== 抜粋 ==
==*==

これは職場の理解度などにも大きく左右されそうですが、わたしの場合は東京と福岡を行き来しながら不妊治療を受ける特殊ケースだったので、下手に隠してもいずれどこかで綻びが出ると思い、最初から割とオープンにしていました。
不妊治療を受けていることをオープンにして良かったことは、急な通院や手術等で業務に穴を開けたり在宅勤務に切り替えたりすることに対して毎度言い訳や嘘を考えなくて済んだことです。
不妊治療を受けつつ働くことの一番のボトルネックは、治療の予定が直前まで読めないことです。特にタイミング法と人工授精までのステップの間は、次の通院日がいつになるのか前日までわからないこともしばしばありました。
不妊治療を始めたこと、今後は急な通院が増えてしまうことを始めに説明して上司や同僚の理解を得られたおかげで、自分自身も変な罪悪感を感じずに仕事と治療を両立させることができたと思います。
また、早い段階で治療のことを伝えたことにより、時間などの制約がある中で自分にできる業務に集中したいことや、この取捨選択によって評価や場合によってはポジションが多少下がることはやむを得ないと理解していることなども分かってもらえたので、これが一番よかった点かもしれません。
それまでは(コロナ禍前ということになりますが)常にパスポートを持ち歩き、いつでもビザを取って海外にも飛べるスタンスで働いてきたので、そこは大きな方向転換になってしまいましたが、それも事前に認識をすり合わせておけたのでよかったと思っています。
逆に開示したことによるデメリットを考えてみると、わたしが鈍感で気づかなかっただけで周りが相当に気を使ってくれていた可能性は大いにあり得ます。また、なんとか1年程度の期間で結果が出たから良かったものの、これが2年3年と続くと周りはさらに気を使っただろうし自分も苦しくなってきたかもしれません。

==*==

自然言語による物体グラウンディングデータ:
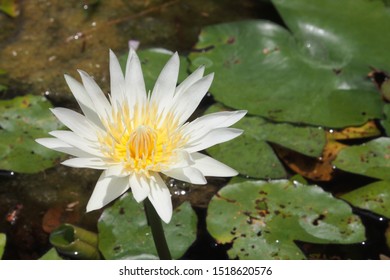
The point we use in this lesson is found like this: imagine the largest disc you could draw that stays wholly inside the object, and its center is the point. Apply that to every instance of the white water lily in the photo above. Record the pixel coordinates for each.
(133, 136)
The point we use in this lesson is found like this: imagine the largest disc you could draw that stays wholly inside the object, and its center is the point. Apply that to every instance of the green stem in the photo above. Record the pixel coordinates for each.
(155, 224)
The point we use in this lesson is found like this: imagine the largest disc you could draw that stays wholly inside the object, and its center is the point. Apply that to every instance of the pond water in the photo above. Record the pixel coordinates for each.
(49, 38)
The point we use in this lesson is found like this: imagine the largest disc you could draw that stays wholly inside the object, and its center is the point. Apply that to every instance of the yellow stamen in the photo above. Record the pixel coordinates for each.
(142, 141)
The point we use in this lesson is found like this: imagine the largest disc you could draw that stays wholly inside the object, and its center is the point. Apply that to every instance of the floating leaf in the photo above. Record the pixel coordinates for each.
(251, 153)
(340, 31)
(51, 255)
(386, 122)
(263, 219)
(125, 234)
(262, 68)
(75, 242)
(370, 159)
(153, 61)
(22, 120)
(374, 197)
(9, 7)
(2, 243)
(322, 168)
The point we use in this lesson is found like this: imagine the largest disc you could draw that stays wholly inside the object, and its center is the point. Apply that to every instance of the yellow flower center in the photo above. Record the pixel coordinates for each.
(142, 141)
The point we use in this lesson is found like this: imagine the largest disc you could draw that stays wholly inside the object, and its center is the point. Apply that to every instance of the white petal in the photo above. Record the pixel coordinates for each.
(76, 122)
(165, 86)
(183, 159)
(106, 190)
(94, 163)
(187, 174)
(61, 146)
(201, 126)
(83, 100)
(117, 80)
(140, 186)
(160, 197)
(116, 171)
(99, 100)
(190, 99)
(189, 81)
(134, 80)
(211, 167)
(76, 141)
(214, 137)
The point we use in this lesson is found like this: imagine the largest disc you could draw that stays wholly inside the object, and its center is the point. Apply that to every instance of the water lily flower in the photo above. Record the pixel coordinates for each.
(134, 136)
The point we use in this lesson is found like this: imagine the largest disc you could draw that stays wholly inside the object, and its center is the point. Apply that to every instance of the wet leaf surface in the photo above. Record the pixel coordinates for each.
(125, 234)
(370, 159)
(262, 219)
(251, 153)
(51, 255)
(22, 120)
(333, 31)
(269, 75)
(374, 197)
(386, 122)
(321, 168)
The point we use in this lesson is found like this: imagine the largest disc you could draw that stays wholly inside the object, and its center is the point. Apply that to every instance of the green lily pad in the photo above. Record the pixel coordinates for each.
(125, 234)
(22, 120)
(374, 197)
(263, 219)
(370, 159)
(153, 61)
(260, 67)
(2, 243)
(252, 155)
(386, 121)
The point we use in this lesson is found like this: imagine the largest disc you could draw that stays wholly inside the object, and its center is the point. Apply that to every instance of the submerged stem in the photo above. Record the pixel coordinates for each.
(155, 224)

==*==

== 設問 ==
a - 不妊治療と仕事の両立に関する抜粋から、「不妊治療を受けていることをオ」から「せることができたと思います。」までの範囲を一字一句変えずに書き写してください。
b - 不妊治療と仕事の両立に関する抜粋の最後の文に続けて、本文を書き進めてください。

== 設問別解答 ==
a -
不妊治療を受けていることをオープンにして良かったことは、急な通院や手術等で業務に穴を開けたり在宅勤務に切り替えたりすることに対して毎度言い訳や嘘を考えなくて済んだことです。
不妊治療を受けつつ働くことの一番のボトルネックは、治療の予定が直前まで読めないことです。特にタイミング法と人工授精までのステップの間は、次の通院日がいつになるのか前日までわからないこともしばしばありました。
不妊治療を始めたこと、今後は急な通院が増えてしまうことを始めに説明して上司や同僚の理解を得られたおかげで、自分自身も変な罪悪感を感じずに仕事と治療を両立させることができたと思います。

b -
頼れるところは周りに頼る
3つめに、仕事を進める上で頼れるところは周りに頼らせてもらいました。
具体的にお願いしたのは、排卵時期近くの接待会食や出張は外してもらう、通院の日は本来対面でやるべき面談や会議をウェブ開催にしてもらう、などです。
1つめで書いた通り、不妊治療をオープンにして上司と相談できていたからこそできたことなので、やはり変に隠さなくてよかったと思っています。
治療のことを話していない同僚からは最近仕事をセーブしていると思われてたかもなあとは思います・・が、直属の上司や近い同僚とは治療中の自分のスコープや期待役割を事前にしっかり整理できていたおかげで、そこまで悲観的にならずに周りに頼りながら仕事を続けることができました。
これはわたしが30代に入ってから治療を始めた数少ないメリットだったかもしれません。既に職場の関係者とは信頼関係が構築されていたので、迷惑をかけてしまうが仕事は続けたいという意思をしっかり伝え、わかってもらうという健全なコミュニケーションをとることができたと思います。これが新卒入社した直後とか転職してすぐとかだと周りの理解も得にくく、自分もつらかっただろうなと。
ただ、20代前半に仕事の無理をしすぎず早めに妊活を始めていたら不妊治療自体が不要だった可能性もあるので、こればかりは何とも言えないところです。
ただし甘えない
仕事と治療を両立させたい気持ちを伝えた上で職場には融通をきかせてもらいつつ、甘えは禁物と心がけていました。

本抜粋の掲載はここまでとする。